** Texte du document **
Cela se traduit par un album digital court et percutant. Hormis une triplette de titres réductionnistes et, intentionnellement sans doute, en retrait (un « Angelina » dédié à Angelina Jolie, un long « Bump » de défoncée et le morceau éponyme), World Vision ne compte que des temps forts. Il commence de manière idéale, par l’intro âpre et puissante, tant dans les sons que dans les paroles, de « Hate Demon », puis avec son premier single, le très électro « Shepherd ». Il se poursuit avec les échanges de mauvaise fille que Tommy entreprend avec Jay Worthy, un autre rappeur basé à Vancouver, sur « Potato Head », avec le tribal « Eden », puis avec le bondissant « Execute », manifeste de son indépendance et de son originalité. Puis l’album se clôt avec Abra, autre artiste Awful Records, par cet évaporé « Hair Like Water Wavy Like The Sea » souligné par une vidéo onirique et érotique.

** Consigne a **
Selon la critique de l'album World Vision, quel morceau en est le premier single ?

** Données enregistrées **
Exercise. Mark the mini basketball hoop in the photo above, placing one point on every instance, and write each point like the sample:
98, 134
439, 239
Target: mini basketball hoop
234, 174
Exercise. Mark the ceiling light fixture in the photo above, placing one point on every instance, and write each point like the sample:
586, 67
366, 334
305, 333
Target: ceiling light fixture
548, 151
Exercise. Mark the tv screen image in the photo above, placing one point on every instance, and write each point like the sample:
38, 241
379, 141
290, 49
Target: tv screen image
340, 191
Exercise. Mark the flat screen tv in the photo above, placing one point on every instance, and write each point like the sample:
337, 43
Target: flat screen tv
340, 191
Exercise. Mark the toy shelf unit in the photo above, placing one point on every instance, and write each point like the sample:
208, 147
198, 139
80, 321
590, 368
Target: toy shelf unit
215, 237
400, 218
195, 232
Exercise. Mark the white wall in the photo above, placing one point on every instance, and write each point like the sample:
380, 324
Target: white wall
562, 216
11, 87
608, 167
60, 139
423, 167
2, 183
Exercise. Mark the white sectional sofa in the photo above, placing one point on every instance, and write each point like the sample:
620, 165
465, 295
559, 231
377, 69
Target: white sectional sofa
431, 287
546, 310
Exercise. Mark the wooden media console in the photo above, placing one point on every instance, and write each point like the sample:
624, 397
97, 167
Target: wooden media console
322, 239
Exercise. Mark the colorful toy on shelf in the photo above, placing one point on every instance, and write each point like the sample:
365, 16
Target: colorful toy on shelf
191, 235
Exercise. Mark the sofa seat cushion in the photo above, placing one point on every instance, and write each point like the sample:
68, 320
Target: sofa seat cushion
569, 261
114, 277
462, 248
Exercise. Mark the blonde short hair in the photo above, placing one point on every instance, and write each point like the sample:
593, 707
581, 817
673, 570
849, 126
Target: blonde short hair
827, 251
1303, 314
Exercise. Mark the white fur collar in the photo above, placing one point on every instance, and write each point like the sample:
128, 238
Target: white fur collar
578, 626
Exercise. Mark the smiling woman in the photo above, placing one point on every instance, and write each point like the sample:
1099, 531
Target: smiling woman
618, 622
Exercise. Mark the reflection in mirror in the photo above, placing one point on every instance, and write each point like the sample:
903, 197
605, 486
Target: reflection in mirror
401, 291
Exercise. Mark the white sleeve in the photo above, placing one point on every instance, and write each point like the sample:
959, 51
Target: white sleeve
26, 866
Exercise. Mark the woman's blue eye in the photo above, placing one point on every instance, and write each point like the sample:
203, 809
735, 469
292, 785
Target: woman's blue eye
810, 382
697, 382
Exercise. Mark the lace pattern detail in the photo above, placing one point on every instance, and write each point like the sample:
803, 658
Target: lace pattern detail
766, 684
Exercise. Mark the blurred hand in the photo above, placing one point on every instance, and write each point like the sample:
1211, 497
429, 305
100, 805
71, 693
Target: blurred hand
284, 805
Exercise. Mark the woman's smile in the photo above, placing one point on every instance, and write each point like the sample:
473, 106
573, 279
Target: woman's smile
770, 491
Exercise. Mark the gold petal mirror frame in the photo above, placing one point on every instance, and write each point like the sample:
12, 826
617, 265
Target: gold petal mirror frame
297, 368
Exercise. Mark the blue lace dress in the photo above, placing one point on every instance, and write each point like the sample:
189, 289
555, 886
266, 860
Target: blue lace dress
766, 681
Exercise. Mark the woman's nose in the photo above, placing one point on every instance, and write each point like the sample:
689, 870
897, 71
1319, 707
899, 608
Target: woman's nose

** Consigne b **
Réécris en liste numérotée, sans les lignes vides, le passage du listing qui va de la ligne contenant « Exercise. Mark the woman's smile » jusqu'à la fin du listing, ces deux bornes comprises.

** Résultat a **
Le premier single est le très électro « Shepherd ».

** Résultat b **
1. Exercise. Mark the woman's smile in the photo above, placing one point on every instance, and write each point like the sample:
2. 473, 106
3. 573, 279
4. Target: woman's smile
5. 770, 491
6. Exercise. Mark the gold petal mirror frame in the photo above, placing one point on every instance, and write each point like the sample:
7. 12, 826
8. 617, 265
9. Target: gold petal mirror frame
10. 297, 368
11. Exercise. Mark the blue lace dress in the photo above, placing one point on every instance, and write each point like the sample:
12. 189, 289
13. 555, 886
14. 266, 860
15. Target: blue lace dress
16. 766, 681
17. Exercise. Mark the woman's nose in the photo above, placing one point on every instance, and write each point like the sample:
18. 689, 870
19. 897, 71
20. 1319, 707
21. 899, 608
22. Target: woman's nose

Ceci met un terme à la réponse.